Goal → Every record below is to be retyped exactly.

Records to process →
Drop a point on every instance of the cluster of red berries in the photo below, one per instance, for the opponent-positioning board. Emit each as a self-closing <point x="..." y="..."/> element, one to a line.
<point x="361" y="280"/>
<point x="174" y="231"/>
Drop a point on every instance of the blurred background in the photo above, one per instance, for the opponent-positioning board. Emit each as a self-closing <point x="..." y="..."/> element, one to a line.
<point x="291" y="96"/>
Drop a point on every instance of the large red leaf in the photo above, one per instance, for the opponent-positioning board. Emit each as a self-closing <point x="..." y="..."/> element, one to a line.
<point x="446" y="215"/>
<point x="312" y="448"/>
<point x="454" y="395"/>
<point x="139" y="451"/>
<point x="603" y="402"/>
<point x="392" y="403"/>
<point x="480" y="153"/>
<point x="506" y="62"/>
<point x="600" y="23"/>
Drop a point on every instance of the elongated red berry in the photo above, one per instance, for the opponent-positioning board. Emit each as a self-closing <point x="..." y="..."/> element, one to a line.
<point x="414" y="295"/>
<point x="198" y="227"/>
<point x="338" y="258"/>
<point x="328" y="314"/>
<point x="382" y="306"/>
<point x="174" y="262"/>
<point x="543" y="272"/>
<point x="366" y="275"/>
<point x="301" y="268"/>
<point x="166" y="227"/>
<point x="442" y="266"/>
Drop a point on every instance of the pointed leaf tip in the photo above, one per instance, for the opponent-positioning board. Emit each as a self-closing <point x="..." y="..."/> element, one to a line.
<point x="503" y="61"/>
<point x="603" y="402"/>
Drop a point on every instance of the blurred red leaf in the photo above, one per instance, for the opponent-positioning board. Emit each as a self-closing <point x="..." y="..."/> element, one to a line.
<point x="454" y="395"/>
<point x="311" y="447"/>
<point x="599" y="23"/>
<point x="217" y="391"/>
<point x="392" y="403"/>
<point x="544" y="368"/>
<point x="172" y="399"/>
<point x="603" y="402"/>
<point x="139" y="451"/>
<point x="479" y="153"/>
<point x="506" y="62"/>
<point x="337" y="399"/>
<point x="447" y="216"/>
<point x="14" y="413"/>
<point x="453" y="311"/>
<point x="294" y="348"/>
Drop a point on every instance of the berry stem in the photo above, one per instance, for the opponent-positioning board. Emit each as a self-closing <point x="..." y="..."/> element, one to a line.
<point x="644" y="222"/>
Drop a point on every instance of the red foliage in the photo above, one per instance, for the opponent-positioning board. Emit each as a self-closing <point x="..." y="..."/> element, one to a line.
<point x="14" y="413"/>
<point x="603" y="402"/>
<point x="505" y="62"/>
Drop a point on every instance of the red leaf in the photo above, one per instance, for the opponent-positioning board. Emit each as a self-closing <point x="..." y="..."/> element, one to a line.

Worked solution →
Drop a point on every instance of the cluster of red berries in the photo below, one per instance, for the opponent-positioning board. Emit each as a self-closing <point x="..." y="..."/> element, one to a line.
<point x="361" y="280"/>
<point x="174" y="231"/>
Drop a point on every instance of the blurred background in the photo above, one per instance, for the opponent-positioning board. Emit each as a self-closing <point x="..." y="..."/> element, one to a line.
<point x="291" y="96"/>
Drop a point on every instance of the large red leaf in the photo above, one per instance, for the opponent-positioning board. Emit each as a self-closing <point x="..." y="..."/> element, one to a line.
<point x="446" y="215"/>
<point x="312" y="448"/>
<point x="454" y="395"/>
<point x="139" y="451"/>
<point x="603" y="402"/>
<point x="392" y="403"/>
<point x="480" y="153"/>
<point x="506" y="62"/>
<point x="600" y="23"/>
Drop a point on every instance of the elongated red berry in the photo above, one per instance, for the opponent-positioning board. Emit each as a self-closing <point x="..." y="..."/> element, one to a line.
<point x="414" y="295"/>
<point x="198" y="227"/>
<point x="338" y="258"/>
<point x="328" y="314"/>
<point x="382" y="306"/>
<point x="174" y="262"/>
<point x="543" y="272"/>
<point x="366" y="275"/>
<point x="301" y="268"/>
<point x="166" y="227"/>
<point x="442" y="266"/>
Drop a point on every instance of the pointed leaf tip in the photo above, one per instance, for the opponent-positioning board. Emit each as a self-closing <point x="..." y="..."/> element, one to a line.
<point x="503" y="61"/>
<point x="603" y="402"/>
Drop a point on every instance of the blurred red leaf in the photo above, one per instance, for the opponent-positioning board. Emit each as a self-closing <point x="..." y="..."/> element, one to a line.
<point x="454" y="395"/>
<point x="311" y="447"/>
<point x="599" y="23"/>
<point x="217" y="391"/>
<point x="392" y="403"/>
<point x="544" y="368"/>
<point x="172" y="399"/>
<point x="603" y="402"/>
<point x="139" y="451"/>
<point x="479" y="153"/>
<point x="506" y="62"/>
<point x="337" y="399"/>
<point x="447" y="216"/>
<point x="14" y="413"/>
<point x="453" y="311"/>
<point x="294" y="348"/>
Drop a point on every instance of the berry stem in the photo above, one per instance, for the opponent-positioning board. Emit each as a self-closing <point x="..." y="..."/> element, one to a line.
<point x="644" y="222"/>
Drop a point on every instance of the red foliage in the photo above, one per instance, for the opponent-positioning board. Emit each as a self-closing <point x="..." y="..."/> element, one to a line.
<point x="14" y="413"/>
<point x="603" y="402"/>
<point x="505" y="62"/>
Drop a point on every instance of the red leaf in the photo above, one per instance, for the opponent-positioning board. Emit each as a self-closing <point x="..." y="..."/> element, one to a line.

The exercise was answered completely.